* SUPPLIED DATA *

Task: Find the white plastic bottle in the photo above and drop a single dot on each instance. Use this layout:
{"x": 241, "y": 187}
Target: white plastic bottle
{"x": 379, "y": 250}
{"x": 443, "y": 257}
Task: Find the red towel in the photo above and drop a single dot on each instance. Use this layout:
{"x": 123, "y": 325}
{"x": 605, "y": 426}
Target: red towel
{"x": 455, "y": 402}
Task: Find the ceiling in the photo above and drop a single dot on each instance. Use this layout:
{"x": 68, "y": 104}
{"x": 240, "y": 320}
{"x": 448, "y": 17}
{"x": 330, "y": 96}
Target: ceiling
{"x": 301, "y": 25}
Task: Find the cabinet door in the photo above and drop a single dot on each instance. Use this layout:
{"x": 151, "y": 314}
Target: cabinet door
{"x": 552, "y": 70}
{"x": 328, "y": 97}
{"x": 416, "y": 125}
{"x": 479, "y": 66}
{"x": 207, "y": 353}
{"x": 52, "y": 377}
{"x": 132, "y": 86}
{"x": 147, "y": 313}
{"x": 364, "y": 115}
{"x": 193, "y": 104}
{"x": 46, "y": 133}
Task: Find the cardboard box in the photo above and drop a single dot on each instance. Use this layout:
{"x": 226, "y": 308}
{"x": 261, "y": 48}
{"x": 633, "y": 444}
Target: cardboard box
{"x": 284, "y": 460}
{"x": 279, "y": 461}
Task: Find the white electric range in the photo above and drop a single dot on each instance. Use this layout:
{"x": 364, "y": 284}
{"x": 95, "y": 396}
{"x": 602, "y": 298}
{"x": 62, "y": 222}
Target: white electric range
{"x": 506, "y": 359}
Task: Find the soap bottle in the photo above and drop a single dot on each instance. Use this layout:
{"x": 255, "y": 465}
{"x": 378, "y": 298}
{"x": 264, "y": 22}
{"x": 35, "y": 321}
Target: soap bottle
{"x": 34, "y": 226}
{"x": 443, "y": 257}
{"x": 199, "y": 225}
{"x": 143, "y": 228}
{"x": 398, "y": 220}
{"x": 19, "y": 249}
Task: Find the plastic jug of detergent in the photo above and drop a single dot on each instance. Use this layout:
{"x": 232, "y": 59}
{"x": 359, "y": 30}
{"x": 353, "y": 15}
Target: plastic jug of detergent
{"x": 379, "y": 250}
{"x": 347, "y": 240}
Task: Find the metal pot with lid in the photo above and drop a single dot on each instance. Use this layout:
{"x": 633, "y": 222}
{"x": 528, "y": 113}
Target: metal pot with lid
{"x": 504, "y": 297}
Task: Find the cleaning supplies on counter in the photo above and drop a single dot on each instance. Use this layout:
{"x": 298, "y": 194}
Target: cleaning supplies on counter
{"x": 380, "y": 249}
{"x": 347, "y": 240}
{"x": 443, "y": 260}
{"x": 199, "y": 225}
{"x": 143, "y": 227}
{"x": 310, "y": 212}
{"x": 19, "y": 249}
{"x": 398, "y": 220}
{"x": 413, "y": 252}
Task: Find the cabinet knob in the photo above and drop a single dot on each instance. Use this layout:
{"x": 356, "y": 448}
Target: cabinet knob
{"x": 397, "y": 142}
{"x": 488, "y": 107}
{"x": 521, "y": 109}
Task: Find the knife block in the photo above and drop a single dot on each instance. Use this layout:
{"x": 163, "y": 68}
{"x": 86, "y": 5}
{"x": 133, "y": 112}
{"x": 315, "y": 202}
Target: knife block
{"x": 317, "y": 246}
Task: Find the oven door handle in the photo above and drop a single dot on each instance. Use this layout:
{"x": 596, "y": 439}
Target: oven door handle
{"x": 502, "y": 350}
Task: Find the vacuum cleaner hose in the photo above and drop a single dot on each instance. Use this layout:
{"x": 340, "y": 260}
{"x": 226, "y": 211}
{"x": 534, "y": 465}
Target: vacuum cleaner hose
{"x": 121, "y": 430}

* WHAT TO DO *
The records given above are to be repeated in full, exactly.

* FINISHED TASK *
Task: Find the white plastic bottle in the photo above and drop a single dot on each instance. Use this layout:
{"x": 241, "y": 187}
Target: white plastic bottle
{"x": 379, "y": 250}
{"x": 443, "y": 257}
Task: Find the red towel in the photo above and drop a single dot on each instance. Use this layout:
{"x": 123, "y": 325}
{"x": 605, "y": 426}
Target: red towel
{"x": 455, "y": 402}
Task: Find the ceiling in the photo above and drop a single dot on each instance. Use this layout:
{"x": 68, "y": 104}
{"x": 240, "y": 320}
{"x": 448, "y": 17}
{"x": 330, "y": 96}
Target: ceiling
{"x": 301, "y": 25}
Task: Find the cabinet door in the photo above and drop a single dot on each instance. Use this layout:
{"x": 151, "y": 314}
Target: cabinet door
{"x": 552, "y": 70}
{"x": 328, "y": 97}
{"x": 416, "y": 125}
{"x": 479, "y": 66}
{"x": 207, "y": 353}
{"x": 52, "y": 377}
{"x": 132, "y": 86}
{"x": 147, "y": 313}
{"x": 364, "y": 115}
{"x": 193, "y": 104}
{"x": 46, "y": 133}
Task: Find the cardboard box in the photo above and drop a single dot on each instance. Use this layout:
{"x": 226, "y": 308}
{"x": 261, "y": 48}
{"x": 633, "y": 444}
Target: cardboard box
{"x": 284, "y": 460}
{"x": 279, "y": 461}
Task: Find the white electric range in the photo above and drop a single dot on each instance. Use this layout:
{"x": 364, "y": 284}
{"x": 95, "y": 396}
{"x": 602, "y": 298}
{"x": 62, "y": 222}
Target: white electric range
{"x": 506, "y": 359}
Task: Find the soap bottle in the photo above and drop a single dot on each instance. Use this layout:
{"x": 255, "y": 465}
{"x": 378, "y": 298}
{"x": 264, "y": 22}
{"x": 35, "y": 321}
Target: soap bottle
{"x": 34, "y": 226}
{"x": 443, "y": 257}
{"x": 199, "y": 225}
{"x": 143, "y": 228}
{"x": 398, "y": 220}
{"x": 19, "y": 249}
Task: Find the plastic jug of detergent in the photo above and drop a single dot on each instance. Use this layout:
{"x": 232, "y": 59}
{"x": 359, "y": 30}
{"x": 353, "y": 15}
Target: plastic jug of detergent
{"x": 379, "y": 250}
{"x": 347, "y": 240}
Task: Find the metal pot with lid in the photo above and drop a single dot on each instance. Use this layout:
{"x": 633, "y": 222}
{"x": 528, "y": 113}
Target: metal pot with lid
{"x": 504, "y": 297}
Task: Find the cleaning supplies on counter in the photo above and drop a single dot on each instance. Use this layout:
{"x": 298, "y": 194}
Target: cleaning supplies on counter
{"x": 380, "y": 249}
{"x": 347, "y": 240}
{"x": 443, "y": 260}
{"x": 199, "y": 225}
{"x": 143, "y": 227}
{"x": 310, "y": 212}
{"x": 19, "y": 249}
{"x": 398, "y": 220}
{"x": 413, "y": 252}
Task: Find the cabinet knob in the photo above and drop a single dot on each instance. Use this layout:
{"x": 356, "y": 448}
Target: cabinet knob
{"x": 397, "y": 142}
{"x": 488, "y": 107}
{"x": 521, "y": 109}
Task: Find the knife block in the photo above and drop a single dot on each instance. Use this layout:
{"x": 163, "y": 68}
{"x": 86, "y": 5}
{"x": 133, "y": 112}
{"x": 315, "y": 202}
Target: knife block
{"x": 317, "y": 246}
Task: Find the oven door handle in the photo above and drop a single dot on each instance. Use this layout:
{"x": 596, "y": 439}
Target: oven door handle
{"x": 502, "y": 350}
Task: Find the vacuum cleaner hose in the photo above and drop a single dot on each instance. Use this layout:
{"x": 340, "y": 260}
{"x": 226, "y": 211}
{"x": 534, "y": 465}
Target: vacuum cleaner hose
{"x": 121, "y": 430}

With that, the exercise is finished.